## WORK ORDER A
List every Bacardí drink that the passage on Eleuthera pineapples names as likely containing Lady Di's sugar loaf pineapples.
## WORK ORDER B
Answer these from the passage on Eleuthera pineapples:
(i) By what year was Eleuthera known as the premier pineapple-growing island in The Bahamas?
(ii) What is the name of Lady Di's daughter?
(iii) Where did the next generation of would-be farmers choose to work instead of farming?
## WORK ORDER C
Rewrite the stretch of the passage on Eleuthera pineapples from "The Eleutheran pineapple" through "died out altogether.", swapping "aging farmers" for "elderly farmers".

## EXCERPT TO READ
::::
Lady Di remains a keen source of farming knowledge throughout the islands and fellow Bahamians frequently seek her agricultural expertise. Her reputation as a master cultivator of fruits and vegetables has drawn the attention of both backyard and commercial farmers.

And business on her farm is booming. She recently started doing business with rum maker Bacardí and regularly ships massive quantities of pineapples to use in their spirits. In fact, if you’re sipping Bacardí’s Pineapple Fusion Rum, Pineapple Mai Tai, Rum Punch or Tropical Rum, you’re likely tasting Lady Di’s sugar loaf pineapples.

As for favorite family recipes using pineapples, Lady Di’s daughter Sabrina Thompson says they make pineapple jam, pineapple pepper jelly and piña coladas using fresh pineapple juice. On special occasions, Sabrina and her brother make “Mr. Cool Pineapple Wine” in honor of their late father. The recipe remains a secret.


Before their home became a travel destination for beachgoers, sport fishermen and pleasure boaters, most Eleutheran locals made their living farming crops. As early as 1845, Eleuthera was known as the premier pineapple-growing island in The Bahamas and supplied the United States and England with thousands of succulent fruits each year. By the late 19th century, The Bahamas dominated the commercial pineapple market — with Eleuthera notorious for yielding the sweetest crop.

Ultimately, overproduction led to soil exhaustion and plant disease on Eleuthera, and the booming pineapple industry started to falter in the early 20th century. Meanwhile, Hawaiian-grown pineapples started hitting the market and posed significant competition.

The Eleutheran pineapple business was on the brink of collapse by the late 1900s, and only a handful of aging farmers remained. The next generation of would-be farmers, preferring a steady paycheck to a life tending the fields, chose to work in hotels and other tourism-related trades. It was only a matter of time before pineapple farming on Eleuthera died out altogether.
::::
## DATASET CONTENT
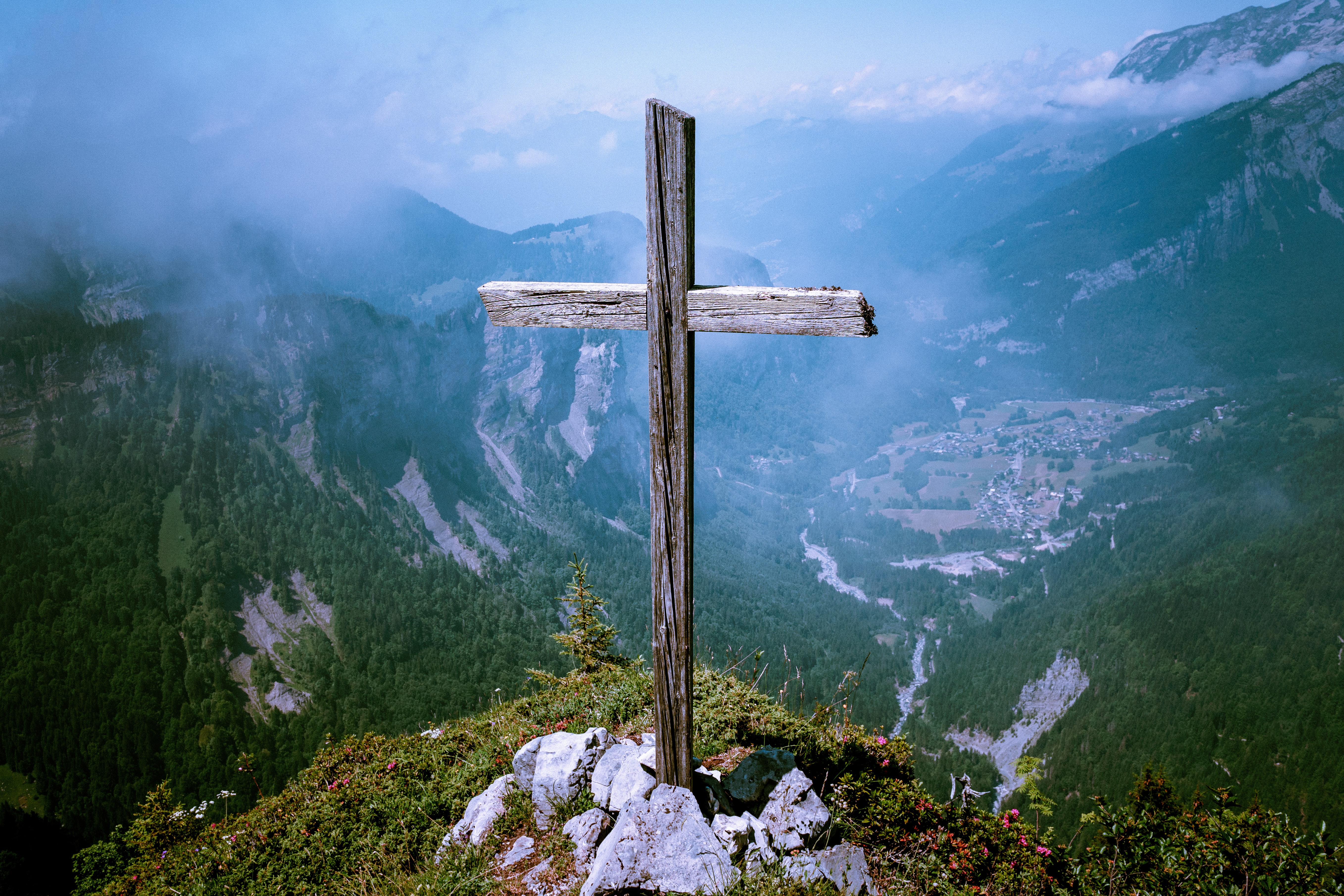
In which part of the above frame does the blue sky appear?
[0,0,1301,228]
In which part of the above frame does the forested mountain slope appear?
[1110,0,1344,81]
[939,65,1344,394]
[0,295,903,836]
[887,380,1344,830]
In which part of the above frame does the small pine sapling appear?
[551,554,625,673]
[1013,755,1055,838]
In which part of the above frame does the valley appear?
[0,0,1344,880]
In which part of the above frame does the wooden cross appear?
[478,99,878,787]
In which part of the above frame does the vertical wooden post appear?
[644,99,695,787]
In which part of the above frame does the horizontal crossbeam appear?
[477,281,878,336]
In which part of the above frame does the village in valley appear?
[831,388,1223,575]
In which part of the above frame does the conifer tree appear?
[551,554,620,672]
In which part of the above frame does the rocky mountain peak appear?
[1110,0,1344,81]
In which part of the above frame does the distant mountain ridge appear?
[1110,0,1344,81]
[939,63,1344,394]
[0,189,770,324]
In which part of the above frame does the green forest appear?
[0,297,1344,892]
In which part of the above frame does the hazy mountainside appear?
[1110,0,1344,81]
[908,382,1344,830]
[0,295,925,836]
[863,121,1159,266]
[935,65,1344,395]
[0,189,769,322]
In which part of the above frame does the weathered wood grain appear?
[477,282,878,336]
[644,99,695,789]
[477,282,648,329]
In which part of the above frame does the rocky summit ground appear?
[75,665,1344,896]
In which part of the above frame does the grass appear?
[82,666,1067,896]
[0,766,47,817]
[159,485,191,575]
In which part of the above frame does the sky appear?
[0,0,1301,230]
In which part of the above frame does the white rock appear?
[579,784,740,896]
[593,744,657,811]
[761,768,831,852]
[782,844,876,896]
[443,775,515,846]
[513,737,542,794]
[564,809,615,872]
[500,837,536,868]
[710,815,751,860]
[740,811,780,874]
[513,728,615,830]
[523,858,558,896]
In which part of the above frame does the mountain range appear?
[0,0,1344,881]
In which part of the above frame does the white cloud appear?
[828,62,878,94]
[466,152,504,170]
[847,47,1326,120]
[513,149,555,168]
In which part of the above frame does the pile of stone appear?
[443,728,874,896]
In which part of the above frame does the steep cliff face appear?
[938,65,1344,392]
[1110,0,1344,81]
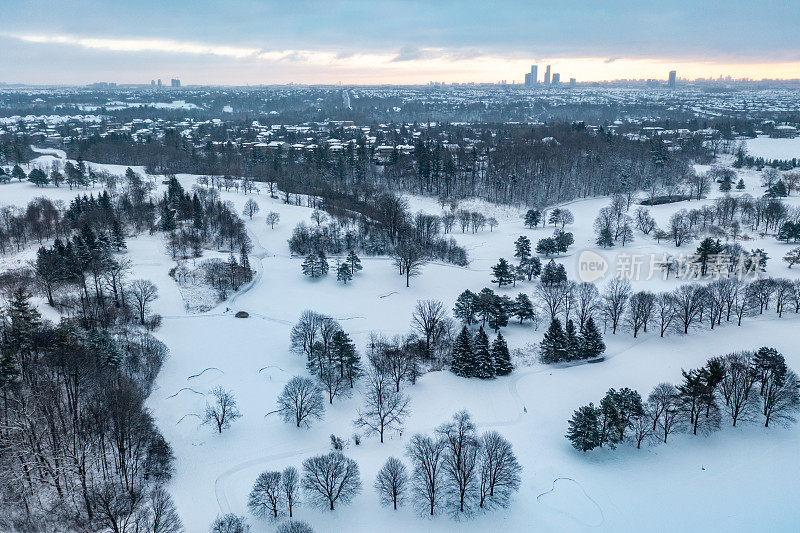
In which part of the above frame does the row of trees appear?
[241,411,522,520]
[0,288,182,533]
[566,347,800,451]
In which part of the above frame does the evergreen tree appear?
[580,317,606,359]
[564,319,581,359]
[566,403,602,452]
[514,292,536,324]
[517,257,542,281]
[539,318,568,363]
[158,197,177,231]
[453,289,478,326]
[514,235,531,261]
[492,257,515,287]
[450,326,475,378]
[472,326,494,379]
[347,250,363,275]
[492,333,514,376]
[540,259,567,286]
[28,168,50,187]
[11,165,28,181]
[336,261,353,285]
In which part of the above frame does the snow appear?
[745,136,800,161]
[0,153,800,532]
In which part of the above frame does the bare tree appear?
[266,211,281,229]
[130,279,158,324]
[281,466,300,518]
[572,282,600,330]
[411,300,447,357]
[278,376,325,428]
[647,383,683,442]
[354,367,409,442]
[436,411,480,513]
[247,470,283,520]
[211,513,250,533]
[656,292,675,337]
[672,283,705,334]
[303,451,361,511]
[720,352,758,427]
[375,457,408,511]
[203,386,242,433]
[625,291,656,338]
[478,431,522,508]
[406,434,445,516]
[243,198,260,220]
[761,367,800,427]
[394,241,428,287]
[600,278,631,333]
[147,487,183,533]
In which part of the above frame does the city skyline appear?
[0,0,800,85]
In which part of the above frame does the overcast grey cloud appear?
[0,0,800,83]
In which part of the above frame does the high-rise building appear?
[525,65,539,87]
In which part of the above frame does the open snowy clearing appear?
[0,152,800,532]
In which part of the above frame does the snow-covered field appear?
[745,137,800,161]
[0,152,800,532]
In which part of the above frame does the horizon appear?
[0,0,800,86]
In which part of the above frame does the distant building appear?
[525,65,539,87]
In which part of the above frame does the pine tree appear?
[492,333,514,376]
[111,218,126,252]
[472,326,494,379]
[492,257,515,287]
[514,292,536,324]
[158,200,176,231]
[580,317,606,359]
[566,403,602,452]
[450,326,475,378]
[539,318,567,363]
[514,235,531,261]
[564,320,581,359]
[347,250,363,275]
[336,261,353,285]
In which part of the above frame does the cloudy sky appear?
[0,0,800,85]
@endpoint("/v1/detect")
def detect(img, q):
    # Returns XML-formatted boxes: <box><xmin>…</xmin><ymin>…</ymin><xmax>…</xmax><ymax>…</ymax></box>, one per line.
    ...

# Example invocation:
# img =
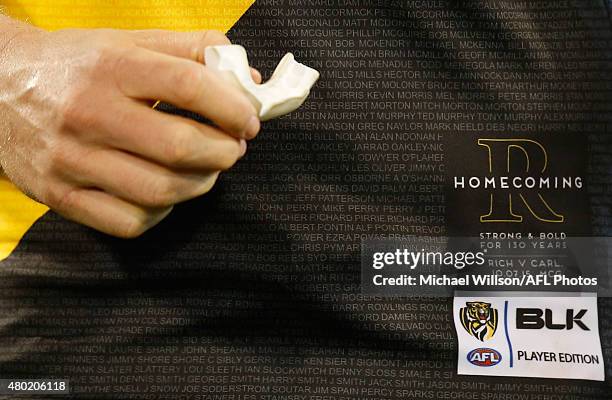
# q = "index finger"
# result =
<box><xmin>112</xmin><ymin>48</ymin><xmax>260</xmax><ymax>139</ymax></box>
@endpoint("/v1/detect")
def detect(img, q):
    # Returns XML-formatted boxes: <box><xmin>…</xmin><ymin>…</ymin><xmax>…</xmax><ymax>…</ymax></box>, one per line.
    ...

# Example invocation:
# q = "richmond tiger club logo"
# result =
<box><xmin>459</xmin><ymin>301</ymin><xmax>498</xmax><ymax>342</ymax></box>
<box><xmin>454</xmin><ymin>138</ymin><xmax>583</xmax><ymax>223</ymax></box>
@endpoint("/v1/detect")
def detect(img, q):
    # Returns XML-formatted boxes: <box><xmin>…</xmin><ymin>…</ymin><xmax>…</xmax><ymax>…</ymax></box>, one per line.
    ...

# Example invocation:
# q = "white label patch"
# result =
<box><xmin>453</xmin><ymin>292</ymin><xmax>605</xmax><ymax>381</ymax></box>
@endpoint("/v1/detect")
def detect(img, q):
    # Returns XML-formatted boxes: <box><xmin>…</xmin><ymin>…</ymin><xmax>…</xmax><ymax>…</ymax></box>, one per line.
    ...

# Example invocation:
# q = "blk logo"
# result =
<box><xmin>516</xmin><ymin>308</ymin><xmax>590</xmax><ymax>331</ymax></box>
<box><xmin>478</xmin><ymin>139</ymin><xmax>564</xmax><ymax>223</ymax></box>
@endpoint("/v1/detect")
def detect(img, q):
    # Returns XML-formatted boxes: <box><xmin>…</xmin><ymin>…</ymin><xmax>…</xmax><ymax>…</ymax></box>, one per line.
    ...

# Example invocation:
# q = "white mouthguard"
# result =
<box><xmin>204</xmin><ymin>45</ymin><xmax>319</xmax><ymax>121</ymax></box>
::::
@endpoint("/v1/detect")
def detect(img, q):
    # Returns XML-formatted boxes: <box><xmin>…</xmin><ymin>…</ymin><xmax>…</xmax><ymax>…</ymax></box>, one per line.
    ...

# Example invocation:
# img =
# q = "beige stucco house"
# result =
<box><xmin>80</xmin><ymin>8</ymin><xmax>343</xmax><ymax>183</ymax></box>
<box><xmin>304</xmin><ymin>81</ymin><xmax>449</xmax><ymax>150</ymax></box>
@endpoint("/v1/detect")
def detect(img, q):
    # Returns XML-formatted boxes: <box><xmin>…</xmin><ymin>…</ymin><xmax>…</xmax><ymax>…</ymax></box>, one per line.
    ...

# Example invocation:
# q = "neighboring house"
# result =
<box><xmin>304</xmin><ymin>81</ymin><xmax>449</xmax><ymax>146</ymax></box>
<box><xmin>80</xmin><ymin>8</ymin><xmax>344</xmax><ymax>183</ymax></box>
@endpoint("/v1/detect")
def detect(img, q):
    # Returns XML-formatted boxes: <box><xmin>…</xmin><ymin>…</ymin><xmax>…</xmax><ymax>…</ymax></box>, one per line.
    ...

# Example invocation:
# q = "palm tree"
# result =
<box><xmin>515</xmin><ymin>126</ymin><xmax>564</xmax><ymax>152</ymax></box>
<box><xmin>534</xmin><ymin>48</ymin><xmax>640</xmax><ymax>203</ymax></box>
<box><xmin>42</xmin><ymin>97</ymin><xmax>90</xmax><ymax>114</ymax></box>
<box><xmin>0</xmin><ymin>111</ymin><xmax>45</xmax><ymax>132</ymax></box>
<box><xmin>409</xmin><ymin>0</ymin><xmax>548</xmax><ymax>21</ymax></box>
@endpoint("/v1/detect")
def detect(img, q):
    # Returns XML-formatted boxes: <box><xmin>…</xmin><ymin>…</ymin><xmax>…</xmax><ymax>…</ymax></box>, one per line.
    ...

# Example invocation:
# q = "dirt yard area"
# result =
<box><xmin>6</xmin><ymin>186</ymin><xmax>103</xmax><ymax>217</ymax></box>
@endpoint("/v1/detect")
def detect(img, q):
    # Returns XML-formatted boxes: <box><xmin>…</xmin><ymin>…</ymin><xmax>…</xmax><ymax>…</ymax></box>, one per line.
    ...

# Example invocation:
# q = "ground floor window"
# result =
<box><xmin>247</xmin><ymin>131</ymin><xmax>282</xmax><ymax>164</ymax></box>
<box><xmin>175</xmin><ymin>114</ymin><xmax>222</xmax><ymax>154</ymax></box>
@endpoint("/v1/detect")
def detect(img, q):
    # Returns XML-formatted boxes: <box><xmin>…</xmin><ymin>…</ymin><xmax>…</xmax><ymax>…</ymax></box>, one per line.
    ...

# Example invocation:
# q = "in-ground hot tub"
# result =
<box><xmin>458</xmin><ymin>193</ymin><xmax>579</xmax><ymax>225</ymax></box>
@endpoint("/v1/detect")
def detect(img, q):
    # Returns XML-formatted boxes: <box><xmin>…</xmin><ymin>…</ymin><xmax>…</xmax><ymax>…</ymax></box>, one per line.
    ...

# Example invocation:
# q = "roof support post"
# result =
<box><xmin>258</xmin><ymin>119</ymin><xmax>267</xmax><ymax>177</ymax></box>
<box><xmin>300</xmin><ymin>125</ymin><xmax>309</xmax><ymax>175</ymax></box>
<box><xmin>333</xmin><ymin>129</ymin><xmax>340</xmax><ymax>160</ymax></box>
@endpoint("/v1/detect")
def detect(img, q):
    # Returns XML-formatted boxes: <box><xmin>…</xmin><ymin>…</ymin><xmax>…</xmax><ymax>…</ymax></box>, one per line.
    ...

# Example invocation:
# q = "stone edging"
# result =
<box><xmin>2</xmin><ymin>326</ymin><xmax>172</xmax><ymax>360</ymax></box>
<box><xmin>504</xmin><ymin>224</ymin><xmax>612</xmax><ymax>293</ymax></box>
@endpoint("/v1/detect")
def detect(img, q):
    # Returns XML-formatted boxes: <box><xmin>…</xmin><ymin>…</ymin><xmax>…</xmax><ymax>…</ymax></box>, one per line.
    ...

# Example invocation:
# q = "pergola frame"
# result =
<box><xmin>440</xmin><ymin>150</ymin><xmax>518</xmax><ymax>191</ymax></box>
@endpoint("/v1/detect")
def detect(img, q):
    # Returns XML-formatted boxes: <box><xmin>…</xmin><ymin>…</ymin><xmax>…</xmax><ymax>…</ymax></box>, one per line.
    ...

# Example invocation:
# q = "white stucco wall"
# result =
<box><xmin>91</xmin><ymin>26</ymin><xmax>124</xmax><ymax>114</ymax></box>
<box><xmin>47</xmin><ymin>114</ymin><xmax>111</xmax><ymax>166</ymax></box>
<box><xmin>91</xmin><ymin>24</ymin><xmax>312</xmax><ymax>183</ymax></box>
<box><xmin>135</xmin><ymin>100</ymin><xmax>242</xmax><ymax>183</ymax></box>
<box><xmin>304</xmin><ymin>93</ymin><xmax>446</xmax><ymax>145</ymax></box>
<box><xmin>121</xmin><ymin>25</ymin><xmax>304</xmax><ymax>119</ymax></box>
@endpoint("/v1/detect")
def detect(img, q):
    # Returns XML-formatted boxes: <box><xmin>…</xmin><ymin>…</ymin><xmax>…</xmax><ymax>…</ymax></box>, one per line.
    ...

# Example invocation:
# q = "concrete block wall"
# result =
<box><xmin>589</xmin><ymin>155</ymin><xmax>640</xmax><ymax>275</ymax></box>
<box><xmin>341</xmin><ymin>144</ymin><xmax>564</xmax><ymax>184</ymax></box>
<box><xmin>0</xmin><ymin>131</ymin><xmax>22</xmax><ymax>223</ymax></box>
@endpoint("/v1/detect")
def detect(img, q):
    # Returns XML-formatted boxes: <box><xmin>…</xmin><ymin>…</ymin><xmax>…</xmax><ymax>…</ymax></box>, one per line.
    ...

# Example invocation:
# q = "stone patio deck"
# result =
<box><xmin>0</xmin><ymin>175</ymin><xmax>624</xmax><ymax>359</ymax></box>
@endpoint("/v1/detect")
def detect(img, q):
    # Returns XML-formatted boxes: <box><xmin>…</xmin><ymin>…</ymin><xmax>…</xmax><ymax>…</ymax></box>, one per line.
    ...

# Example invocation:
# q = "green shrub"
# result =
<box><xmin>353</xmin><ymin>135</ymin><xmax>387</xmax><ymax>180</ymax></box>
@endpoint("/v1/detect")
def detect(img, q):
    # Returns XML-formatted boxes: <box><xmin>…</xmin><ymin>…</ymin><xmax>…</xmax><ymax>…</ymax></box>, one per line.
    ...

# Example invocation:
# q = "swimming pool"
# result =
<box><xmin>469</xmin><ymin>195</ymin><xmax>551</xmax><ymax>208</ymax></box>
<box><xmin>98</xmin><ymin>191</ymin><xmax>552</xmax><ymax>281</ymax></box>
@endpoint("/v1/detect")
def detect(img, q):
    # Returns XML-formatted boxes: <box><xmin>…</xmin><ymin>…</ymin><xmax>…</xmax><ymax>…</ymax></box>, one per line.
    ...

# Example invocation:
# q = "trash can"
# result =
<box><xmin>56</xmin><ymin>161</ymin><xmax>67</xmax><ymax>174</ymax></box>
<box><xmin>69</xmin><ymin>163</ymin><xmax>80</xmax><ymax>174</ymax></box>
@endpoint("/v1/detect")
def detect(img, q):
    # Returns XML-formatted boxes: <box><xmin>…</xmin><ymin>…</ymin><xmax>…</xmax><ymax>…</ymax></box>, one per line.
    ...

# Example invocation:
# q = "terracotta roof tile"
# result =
::::
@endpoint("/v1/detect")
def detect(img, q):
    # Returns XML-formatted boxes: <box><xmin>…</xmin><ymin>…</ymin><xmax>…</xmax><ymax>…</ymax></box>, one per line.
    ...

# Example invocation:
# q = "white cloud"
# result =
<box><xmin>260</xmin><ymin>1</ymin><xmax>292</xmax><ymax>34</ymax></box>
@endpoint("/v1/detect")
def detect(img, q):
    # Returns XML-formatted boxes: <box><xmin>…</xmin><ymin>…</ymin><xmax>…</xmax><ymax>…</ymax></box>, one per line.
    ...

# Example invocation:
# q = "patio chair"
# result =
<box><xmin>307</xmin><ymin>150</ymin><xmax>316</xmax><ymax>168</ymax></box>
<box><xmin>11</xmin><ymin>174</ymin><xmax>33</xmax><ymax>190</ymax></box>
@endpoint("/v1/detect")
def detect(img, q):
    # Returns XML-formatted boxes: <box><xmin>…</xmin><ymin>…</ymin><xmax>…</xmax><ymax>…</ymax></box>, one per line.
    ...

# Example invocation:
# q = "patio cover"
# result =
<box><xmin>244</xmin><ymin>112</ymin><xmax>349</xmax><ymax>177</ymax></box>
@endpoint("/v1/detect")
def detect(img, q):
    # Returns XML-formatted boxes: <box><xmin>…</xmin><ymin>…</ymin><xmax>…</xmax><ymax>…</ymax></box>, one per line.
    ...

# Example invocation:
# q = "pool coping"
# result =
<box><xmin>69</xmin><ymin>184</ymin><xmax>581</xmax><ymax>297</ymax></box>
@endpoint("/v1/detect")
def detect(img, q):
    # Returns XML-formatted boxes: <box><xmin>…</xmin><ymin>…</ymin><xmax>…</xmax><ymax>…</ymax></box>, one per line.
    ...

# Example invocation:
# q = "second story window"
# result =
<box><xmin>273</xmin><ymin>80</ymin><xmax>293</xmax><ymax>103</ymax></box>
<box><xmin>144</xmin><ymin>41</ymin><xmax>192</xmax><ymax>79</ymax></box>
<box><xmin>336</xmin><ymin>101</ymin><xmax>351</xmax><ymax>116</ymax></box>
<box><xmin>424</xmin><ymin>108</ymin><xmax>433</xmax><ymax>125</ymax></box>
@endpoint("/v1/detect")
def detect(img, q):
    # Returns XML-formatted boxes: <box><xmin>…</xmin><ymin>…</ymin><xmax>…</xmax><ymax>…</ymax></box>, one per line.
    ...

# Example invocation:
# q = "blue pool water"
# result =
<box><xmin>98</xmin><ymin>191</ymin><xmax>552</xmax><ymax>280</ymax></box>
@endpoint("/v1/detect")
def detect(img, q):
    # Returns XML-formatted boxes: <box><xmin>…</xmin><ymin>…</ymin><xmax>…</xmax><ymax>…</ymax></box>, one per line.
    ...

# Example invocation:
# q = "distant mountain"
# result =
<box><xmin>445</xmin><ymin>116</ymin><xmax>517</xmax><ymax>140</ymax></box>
::::
## ANSWER AREA A
Pineapple Fusion Rum
Pineapple Mai Tai
Rum Punch
Tropical Rum

## ANSWER AREA B
(i) As early as 1845.
(ii) Sabrina Thompson.
(iii) In hotels and other tourism-related trades.

## ANSWER AREA C
The Eleutheran pineapple business was on the brink of collapse by the late 1900s, and only a handful of elderly farmers remained. The next generation of would-be farmers, preferring a steady paycheck to a life tending the fields, chose to work in hotels and other tourism-related trades. It was only a matter of time before pineapple farming on Eleuthera died out altogether.